--- DATASET EXTRACT ---

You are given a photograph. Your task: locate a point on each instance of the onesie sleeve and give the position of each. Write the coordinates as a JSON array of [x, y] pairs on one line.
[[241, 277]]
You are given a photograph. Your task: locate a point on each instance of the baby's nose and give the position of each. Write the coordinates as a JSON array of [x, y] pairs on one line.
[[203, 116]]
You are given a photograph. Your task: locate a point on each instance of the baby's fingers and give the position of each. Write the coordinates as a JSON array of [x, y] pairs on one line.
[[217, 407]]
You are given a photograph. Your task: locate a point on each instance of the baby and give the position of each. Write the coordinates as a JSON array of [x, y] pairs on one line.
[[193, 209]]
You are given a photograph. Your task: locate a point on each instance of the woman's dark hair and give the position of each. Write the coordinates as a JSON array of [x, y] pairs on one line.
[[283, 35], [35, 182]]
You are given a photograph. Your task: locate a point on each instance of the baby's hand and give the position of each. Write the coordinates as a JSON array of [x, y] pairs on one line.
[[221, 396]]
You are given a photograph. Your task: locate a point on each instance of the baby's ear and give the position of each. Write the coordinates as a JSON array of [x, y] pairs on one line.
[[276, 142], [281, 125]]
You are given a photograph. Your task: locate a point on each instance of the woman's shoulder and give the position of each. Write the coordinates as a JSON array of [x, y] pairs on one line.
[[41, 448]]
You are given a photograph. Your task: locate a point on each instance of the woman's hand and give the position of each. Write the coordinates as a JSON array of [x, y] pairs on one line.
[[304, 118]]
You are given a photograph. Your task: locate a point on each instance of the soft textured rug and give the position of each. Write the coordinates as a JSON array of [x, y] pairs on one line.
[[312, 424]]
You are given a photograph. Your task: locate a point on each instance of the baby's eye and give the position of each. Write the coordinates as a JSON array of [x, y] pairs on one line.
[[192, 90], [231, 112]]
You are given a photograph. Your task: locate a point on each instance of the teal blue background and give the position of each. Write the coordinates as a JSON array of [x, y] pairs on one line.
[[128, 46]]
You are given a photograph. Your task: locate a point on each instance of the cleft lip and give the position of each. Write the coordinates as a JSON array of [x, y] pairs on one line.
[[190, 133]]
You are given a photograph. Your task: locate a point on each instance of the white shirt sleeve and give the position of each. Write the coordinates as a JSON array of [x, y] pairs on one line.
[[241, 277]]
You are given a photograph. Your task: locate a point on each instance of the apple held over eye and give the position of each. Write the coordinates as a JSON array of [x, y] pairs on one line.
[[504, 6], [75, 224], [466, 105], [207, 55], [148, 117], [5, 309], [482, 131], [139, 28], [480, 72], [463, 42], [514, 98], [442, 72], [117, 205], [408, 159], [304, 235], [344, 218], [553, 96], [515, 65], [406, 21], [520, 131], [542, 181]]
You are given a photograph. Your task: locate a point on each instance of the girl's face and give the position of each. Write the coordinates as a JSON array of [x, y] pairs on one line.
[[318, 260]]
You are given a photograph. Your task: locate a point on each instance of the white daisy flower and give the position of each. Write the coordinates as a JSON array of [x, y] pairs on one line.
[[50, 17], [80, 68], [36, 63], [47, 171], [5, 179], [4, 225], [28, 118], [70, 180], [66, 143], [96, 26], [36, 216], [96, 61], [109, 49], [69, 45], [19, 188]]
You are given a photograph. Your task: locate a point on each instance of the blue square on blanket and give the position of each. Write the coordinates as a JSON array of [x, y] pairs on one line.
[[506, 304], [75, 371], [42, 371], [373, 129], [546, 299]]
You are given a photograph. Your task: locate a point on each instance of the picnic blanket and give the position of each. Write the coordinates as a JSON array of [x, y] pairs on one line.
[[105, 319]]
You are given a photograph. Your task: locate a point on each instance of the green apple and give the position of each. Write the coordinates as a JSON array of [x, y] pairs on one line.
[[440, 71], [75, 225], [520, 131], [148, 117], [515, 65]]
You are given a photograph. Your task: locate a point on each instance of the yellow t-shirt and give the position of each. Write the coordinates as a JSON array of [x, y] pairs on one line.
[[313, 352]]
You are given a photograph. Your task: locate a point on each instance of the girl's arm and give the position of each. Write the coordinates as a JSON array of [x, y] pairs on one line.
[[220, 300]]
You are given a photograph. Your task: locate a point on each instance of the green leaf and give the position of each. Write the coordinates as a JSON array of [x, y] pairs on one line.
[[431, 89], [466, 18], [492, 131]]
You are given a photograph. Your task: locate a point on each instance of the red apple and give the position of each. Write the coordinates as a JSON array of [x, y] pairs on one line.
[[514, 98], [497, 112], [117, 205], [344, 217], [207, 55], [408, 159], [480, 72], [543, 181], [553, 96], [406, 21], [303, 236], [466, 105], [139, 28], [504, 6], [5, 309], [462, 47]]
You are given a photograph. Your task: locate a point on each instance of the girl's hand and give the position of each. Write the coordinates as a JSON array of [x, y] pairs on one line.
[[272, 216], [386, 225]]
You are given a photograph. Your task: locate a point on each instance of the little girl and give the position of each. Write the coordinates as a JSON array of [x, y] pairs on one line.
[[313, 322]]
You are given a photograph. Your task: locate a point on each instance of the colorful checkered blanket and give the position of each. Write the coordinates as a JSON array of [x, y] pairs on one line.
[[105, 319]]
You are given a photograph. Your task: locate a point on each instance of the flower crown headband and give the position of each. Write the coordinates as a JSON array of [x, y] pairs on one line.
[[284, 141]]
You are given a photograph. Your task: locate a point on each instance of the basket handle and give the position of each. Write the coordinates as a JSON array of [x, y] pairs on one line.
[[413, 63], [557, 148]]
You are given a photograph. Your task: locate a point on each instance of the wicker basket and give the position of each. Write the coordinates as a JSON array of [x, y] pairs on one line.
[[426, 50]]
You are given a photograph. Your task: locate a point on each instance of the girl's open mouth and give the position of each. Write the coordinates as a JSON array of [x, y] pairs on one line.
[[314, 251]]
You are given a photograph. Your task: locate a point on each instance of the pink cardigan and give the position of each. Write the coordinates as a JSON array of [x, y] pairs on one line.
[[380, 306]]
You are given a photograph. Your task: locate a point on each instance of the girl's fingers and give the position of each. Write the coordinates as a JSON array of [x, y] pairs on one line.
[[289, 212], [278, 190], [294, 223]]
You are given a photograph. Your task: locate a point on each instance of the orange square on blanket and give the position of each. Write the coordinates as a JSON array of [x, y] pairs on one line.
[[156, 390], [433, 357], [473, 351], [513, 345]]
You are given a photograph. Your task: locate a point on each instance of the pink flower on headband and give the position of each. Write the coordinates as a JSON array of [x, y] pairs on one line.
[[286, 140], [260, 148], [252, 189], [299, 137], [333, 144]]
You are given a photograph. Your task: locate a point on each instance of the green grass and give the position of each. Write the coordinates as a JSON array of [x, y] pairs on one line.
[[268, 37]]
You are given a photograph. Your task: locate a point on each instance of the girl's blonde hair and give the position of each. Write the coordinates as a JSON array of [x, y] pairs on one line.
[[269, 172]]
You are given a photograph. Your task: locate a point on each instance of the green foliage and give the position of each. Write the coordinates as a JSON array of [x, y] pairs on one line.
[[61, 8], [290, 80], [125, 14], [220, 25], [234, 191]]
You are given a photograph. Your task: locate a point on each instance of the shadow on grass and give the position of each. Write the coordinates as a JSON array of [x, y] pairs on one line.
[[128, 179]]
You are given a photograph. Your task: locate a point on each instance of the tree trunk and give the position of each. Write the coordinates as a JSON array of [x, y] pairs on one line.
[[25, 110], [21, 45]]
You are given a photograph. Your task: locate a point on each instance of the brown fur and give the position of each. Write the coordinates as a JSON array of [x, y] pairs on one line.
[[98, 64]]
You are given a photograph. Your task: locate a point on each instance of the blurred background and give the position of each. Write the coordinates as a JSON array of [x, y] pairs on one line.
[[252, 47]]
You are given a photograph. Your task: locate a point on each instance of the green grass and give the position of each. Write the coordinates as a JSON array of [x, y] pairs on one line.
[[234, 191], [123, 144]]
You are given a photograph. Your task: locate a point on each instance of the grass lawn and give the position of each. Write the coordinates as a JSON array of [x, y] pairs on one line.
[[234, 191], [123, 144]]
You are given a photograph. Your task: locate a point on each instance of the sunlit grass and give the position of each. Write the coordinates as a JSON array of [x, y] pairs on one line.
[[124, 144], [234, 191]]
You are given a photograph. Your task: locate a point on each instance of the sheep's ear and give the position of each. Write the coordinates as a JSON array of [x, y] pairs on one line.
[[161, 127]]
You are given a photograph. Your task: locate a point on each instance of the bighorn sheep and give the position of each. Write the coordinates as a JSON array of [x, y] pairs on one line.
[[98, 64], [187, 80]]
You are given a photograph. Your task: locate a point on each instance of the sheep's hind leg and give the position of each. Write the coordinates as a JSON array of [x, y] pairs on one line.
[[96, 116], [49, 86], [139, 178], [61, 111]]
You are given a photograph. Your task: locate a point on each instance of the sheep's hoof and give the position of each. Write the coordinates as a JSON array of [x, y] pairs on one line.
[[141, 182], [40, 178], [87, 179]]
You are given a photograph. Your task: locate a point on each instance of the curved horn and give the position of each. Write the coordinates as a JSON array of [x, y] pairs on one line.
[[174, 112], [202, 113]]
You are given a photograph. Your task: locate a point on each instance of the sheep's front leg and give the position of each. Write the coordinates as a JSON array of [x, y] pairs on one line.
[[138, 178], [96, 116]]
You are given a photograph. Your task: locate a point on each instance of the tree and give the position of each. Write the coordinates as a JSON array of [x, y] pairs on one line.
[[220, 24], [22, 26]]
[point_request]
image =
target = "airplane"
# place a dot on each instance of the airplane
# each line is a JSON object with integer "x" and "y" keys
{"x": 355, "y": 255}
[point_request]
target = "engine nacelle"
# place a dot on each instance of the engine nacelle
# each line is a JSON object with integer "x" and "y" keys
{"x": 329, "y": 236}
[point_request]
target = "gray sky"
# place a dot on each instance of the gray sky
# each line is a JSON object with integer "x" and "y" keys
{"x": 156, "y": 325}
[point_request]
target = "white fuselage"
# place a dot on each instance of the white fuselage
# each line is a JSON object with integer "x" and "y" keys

---

**EXERCISE PROMPT**
Across the whole listing, show each line where the word "gray" occurs.

**YOUR RESPONSE**
target = "gray sky"
# place a dot on each instance of the gray sky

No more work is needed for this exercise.